TASK OBJECTIVE:
With pictures excluded, repeat exactly the lines from the one containing "For every instance of the red and" through the last line of the material below.
** INPUT RECORDS follows **
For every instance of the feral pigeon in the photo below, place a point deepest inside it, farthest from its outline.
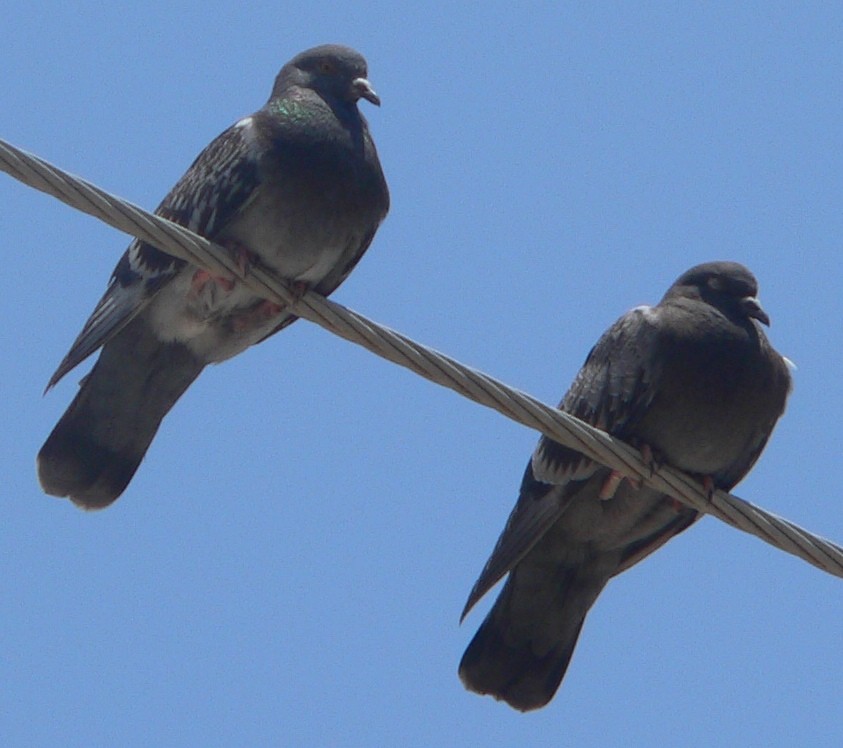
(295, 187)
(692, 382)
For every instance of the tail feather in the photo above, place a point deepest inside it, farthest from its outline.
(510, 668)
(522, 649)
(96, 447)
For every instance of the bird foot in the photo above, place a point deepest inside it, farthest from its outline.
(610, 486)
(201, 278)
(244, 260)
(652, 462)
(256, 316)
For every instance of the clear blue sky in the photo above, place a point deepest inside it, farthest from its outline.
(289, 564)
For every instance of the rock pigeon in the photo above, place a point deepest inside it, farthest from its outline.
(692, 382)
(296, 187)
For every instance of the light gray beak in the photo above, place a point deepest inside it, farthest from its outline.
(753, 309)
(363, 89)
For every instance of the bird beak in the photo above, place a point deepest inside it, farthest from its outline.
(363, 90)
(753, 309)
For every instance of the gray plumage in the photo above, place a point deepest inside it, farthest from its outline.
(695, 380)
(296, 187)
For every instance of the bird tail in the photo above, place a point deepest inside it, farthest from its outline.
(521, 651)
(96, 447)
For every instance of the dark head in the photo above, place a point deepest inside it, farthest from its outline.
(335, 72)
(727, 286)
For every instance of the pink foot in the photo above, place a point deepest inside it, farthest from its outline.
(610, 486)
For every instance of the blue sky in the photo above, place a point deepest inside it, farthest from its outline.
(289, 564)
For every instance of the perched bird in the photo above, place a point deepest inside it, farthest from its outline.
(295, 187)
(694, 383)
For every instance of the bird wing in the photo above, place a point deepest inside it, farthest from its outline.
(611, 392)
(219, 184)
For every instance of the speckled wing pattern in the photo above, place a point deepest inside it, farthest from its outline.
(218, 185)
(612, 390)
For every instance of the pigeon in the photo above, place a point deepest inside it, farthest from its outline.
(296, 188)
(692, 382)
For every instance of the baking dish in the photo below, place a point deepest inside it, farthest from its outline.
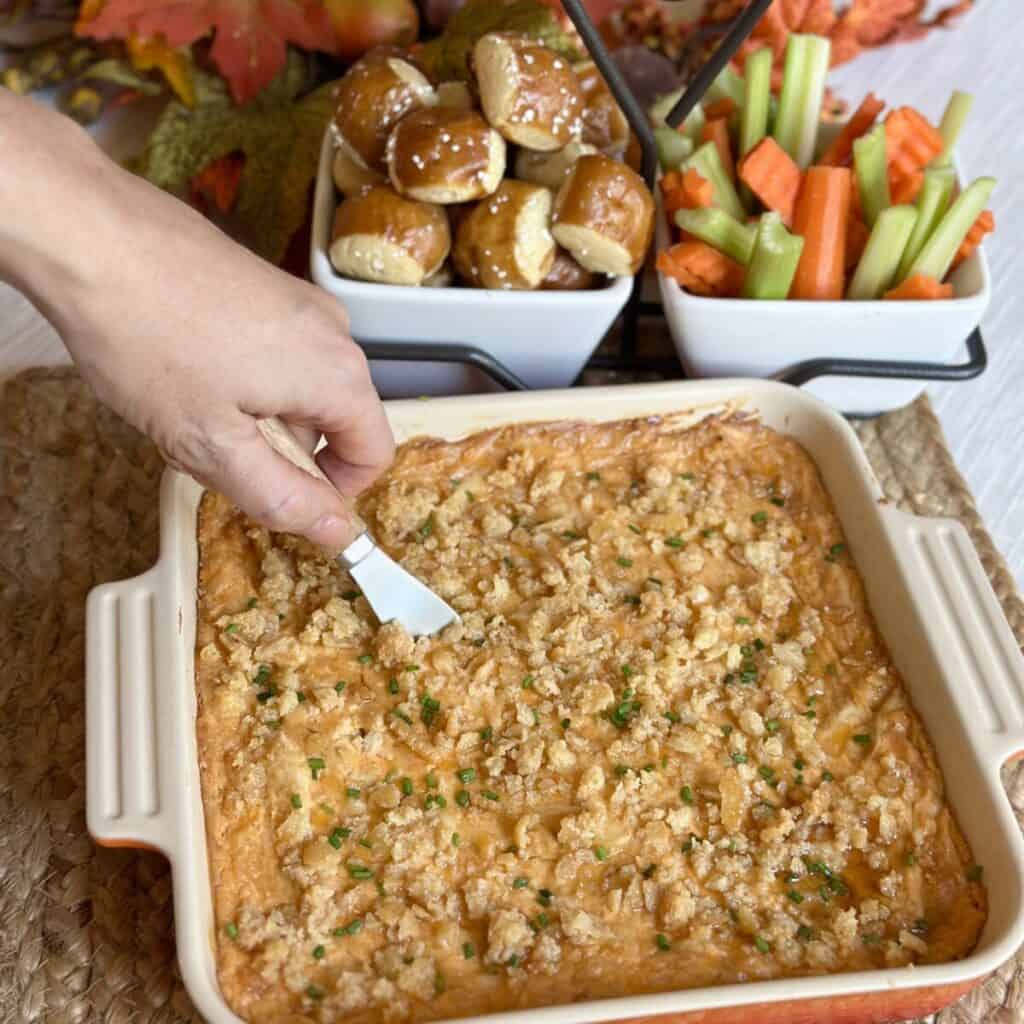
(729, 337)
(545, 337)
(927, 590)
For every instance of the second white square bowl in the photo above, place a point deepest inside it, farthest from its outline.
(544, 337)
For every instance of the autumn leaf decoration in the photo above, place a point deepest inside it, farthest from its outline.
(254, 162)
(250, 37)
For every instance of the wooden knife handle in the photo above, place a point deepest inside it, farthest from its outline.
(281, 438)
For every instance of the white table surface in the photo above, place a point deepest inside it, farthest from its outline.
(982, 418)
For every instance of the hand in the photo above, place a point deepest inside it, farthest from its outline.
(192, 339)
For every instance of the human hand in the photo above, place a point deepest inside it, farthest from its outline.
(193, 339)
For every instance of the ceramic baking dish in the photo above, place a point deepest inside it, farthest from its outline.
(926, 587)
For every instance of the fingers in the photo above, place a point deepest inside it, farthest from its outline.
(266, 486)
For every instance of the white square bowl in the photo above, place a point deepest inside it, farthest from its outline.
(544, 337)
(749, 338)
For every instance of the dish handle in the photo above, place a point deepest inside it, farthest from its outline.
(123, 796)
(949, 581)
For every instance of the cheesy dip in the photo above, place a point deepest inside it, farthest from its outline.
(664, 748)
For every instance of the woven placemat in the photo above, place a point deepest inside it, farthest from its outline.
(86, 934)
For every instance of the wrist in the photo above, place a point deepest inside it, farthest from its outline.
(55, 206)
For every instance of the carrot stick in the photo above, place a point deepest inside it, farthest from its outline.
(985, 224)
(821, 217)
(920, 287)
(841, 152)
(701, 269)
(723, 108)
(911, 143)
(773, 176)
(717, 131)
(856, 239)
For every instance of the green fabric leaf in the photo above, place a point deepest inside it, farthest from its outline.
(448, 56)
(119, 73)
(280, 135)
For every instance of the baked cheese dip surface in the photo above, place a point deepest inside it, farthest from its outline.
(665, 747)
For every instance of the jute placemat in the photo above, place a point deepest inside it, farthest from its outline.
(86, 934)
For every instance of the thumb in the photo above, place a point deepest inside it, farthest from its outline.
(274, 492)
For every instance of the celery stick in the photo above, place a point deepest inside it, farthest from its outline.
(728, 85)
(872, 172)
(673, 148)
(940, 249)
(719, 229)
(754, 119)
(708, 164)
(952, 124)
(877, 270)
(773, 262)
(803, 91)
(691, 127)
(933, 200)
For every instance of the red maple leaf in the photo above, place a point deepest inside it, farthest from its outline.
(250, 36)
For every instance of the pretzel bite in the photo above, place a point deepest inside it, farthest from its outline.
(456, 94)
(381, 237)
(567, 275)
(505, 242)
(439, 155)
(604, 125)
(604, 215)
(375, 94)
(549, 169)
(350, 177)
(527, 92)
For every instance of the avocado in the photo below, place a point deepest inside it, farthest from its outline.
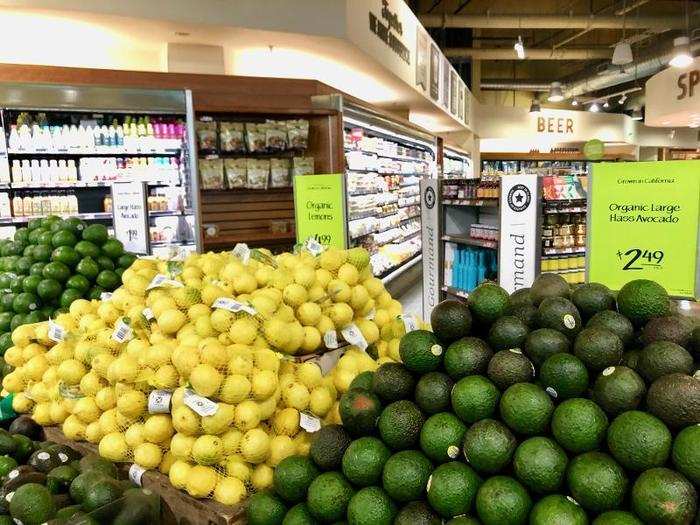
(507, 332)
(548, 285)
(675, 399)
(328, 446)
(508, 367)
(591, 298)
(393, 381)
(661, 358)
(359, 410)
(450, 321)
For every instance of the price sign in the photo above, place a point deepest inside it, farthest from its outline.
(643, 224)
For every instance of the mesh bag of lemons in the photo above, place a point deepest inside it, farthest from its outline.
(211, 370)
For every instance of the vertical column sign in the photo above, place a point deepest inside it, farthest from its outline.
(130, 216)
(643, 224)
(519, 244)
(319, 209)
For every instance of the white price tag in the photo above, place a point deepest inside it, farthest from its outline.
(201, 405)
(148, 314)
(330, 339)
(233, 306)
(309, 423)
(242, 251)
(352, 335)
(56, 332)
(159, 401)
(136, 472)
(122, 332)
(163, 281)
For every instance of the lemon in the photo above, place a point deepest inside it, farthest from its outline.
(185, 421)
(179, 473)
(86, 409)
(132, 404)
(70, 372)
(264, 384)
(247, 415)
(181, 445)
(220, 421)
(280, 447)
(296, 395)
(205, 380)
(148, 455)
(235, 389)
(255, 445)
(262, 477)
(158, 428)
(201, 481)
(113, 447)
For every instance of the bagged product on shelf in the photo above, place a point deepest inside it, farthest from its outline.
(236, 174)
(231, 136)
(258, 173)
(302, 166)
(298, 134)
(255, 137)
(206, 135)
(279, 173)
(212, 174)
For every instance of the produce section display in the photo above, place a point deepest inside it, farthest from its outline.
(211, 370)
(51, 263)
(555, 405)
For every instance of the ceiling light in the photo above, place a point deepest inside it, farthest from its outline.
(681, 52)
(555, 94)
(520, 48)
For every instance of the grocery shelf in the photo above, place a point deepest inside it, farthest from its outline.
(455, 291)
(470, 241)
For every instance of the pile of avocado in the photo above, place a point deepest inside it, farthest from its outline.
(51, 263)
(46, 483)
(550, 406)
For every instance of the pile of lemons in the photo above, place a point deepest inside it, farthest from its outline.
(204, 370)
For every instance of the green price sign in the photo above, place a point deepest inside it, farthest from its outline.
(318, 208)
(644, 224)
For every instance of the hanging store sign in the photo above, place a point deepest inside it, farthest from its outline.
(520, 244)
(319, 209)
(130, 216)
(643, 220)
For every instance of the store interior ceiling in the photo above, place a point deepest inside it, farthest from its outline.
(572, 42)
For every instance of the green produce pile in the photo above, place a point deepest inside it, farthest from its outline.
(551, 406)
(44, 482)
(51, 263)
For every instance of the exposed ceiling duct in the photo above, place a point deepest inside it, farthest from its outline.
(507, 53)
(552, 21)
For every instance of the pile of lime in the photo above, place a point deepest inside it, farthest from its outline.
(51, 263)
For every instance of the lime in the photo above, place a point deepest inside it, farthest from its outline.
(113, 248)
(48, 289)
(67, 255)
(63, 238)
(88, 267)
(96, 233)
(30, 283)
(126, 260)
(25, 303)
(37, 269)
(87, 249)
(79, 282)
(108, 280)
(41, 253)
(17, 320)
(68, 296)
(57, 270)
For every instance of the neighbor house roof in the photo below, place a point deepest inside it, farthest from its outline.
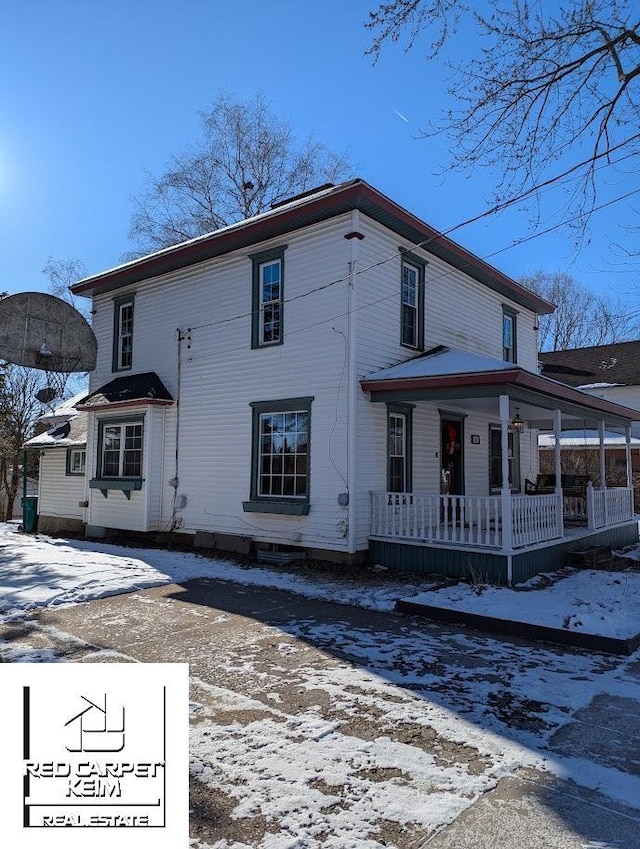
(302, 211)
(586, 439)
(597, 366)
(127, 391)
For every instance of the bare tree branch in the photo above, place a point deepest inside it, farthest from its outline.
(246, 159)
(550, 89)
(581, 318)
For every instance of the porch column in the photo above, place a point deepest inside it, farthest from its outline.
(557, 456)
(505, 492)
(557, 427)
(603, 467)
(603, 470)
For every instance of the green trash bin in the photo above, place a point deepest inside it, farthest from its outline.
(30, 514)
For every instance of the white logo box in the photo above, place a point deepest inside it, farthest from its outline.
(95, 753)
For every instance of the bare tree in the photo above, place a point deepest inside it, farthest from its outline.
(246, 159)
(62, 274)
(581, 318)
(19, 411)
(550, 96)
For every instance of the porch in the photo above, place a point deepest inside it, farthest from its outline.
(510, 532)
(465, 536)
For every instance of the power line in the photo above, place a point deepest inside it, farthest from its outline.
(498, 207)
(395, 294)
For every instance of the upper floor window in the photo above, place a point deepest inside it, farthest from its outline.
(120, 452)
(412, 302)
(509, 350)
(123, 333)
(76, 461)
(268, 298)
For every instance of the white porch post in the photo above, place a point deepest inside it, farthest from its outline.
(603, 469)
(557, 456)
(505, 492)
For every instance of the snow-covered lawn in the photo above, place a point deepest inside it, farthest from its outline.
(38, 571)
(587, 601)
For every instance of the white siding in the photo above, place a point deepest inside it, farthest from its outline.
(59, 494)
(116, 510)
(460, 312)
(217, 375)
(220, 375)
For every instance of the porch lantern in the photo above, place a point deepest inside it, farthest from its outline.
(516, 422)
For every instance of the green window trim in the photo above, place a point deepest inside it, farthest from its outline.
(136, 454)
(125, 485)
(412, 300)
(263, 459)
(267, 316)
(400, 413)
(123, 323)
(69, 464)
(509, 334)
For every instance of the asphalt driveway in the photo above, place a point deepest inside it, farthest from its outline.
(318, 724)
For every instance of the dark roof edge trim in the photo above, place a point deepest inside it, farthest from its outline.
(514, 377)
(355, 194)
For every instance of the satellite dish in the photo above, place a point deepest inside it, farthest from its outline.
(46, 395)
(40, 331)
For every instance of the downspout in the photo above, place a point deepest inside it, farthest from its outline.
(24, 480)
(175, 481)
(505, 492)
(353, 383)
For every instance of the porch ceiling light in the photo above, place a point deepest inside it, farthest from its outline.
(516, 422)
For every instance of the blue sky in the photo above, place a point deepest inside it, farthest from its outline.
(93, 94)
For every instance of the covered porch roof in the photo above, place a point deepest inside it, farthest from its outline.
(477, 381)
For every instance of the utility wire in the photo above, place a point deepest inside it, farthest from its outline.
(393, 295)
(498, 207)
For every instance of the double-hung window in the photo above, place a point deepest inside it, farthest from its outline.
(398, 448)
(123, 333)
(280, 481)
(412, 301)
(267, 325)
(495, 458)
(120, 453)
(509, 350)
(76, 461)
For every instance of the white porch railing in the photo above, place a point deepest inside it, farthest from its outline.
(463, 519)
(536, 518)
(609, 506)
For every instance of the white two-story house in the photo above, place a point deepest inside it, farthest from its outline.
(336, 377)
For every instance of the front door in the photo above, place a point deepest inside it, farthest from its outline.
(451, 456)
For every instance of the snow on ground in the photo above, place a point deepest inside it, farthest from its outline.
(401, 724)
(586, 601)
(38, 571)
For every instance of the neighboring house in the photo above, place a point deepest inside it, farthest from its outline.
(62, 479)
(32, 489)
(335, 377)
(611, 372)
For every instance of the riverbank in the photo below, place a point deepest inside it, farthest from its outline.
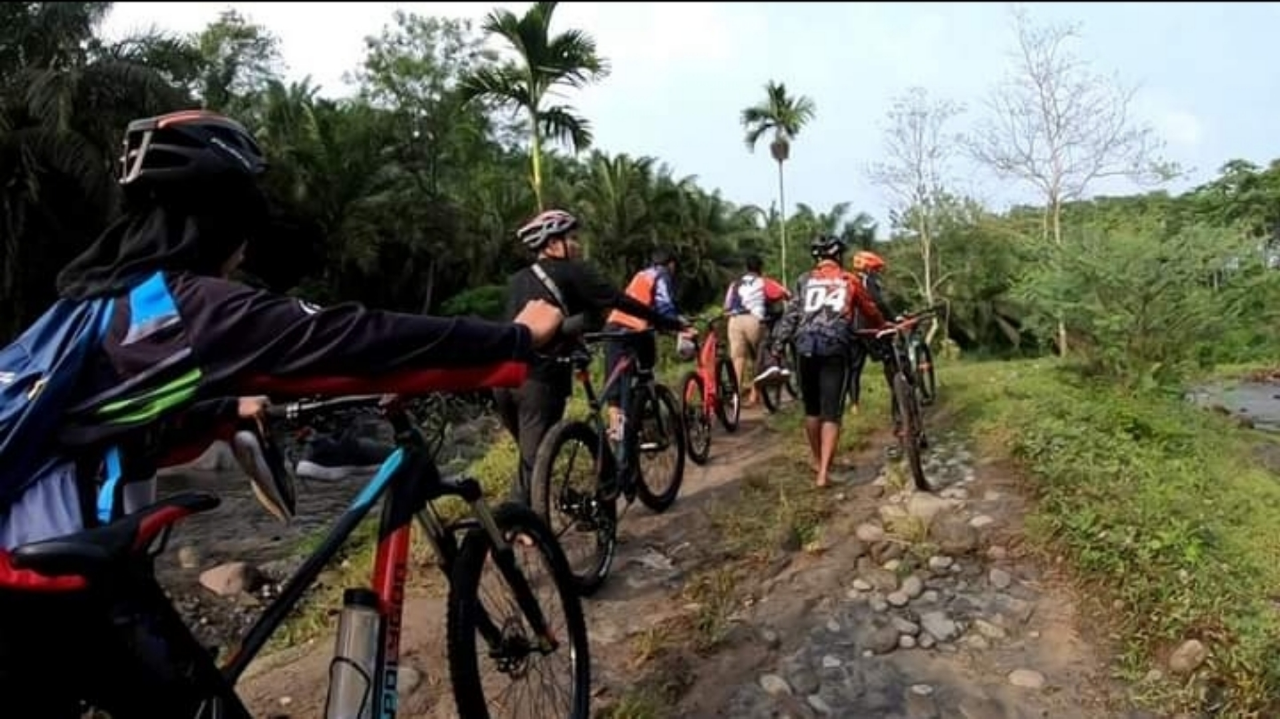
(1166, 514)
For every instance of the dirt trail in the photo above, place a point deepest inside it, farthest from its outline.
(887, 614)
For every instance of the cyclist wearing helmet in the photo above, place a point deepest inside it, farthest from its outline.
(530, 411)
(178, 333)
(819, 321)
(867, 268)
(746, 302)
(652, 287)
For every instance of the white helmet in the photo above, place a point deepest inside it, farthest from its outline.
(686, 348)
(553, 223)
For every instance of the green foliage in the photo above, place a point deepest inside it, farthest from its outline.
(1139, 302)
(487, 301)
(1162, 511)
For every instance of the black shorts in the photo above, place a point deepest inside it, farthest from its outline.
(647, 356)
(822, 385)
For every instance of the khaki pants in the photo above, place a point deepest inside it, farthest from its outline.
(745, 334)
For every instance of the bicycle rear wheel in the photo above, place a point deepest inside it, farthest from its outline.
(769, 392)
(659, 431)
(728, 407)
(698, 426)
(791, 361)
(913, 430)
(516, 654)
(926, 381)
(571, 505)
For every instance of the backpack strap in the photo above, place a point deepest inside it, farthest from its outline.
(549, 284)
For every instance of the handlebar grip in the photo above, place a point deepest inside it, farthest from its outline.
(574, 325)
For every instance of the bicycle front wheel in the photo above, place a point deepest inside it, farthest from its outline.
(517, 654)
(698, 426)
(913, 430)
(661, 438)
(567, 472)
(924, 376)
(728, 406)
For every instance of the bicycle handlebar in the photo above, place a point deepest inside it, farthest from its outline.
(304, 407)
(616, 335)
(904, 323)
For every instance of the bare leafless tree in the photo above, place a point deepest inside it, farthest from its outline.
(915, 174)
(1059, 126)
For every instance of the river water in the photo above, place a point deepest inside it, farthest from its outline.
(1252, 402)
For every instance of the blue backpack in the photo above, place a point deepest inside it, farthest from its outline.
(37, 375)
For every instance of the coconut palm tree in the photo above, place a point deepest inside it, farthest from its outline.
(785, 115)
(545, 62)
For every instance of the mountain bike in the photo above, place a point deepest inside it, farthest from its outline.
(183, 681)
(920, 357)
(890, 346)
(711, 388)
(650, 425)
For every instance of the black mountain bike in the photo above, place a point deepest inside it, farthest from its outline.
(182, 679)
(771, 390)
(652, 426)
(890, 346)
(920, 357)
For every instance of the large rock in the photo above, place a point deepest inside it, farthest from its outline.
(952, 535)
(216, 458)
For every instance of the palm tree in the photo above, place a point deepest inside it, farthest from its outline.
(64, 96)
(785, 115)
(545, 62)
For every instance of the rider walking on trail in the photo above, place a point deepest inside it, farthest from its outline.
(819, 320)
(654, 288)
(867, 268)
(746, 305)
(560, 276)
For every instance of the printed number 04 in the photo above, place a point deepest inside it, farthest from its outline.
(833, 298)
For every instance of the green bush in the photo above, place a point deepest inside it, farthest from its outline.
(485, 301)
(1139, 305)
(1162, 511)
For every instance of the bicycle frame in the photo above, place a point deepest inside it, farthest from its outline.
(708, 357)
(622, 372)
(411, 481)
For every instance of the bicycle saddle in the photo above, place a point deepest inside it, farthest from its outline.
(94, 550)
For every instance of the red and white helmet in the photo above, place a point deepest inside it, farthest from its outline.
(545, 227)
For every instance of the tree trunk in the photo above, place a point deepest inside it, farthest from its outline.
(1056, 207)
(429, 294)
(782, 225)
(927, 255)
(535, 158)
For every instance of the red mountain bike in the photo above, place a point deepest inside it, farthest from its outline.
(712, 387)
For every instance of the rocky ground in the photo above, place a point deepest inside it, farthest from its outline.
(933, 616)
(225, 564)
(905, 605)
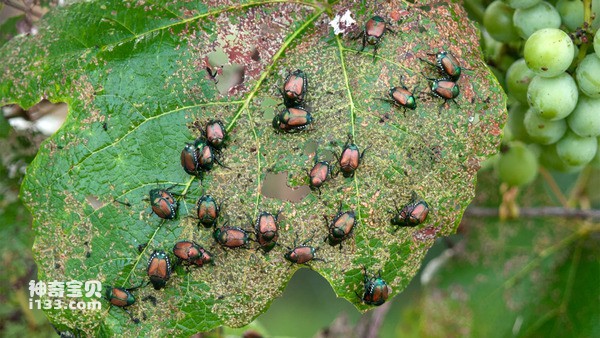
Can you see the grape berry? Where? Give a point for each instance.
** End of INPUT RECORDS **
OUTPUT BELOW:
For every instance of the red and white helmet in the photo above, place a point deepest inside it, farthest from its outline.
(545, 227)
For every instance of the tree trunk in the photo above, place a point deepest inside it, farthest from its outline.
(1056, 207)
(429, 294)
(782, 225)
(927, 255)
(535, 158)
For every instance of the red mountain bike in the photo above, place a point deepest inside it, farthest from its outline.
(712, 387)
For every instance of the rocky ground in the photo above, place a point deepest inside it, farthest from its outline.
(933, 616)
(225, 564)
(905, 605)
Can you see the grape berry? Where? Give a point for each instance.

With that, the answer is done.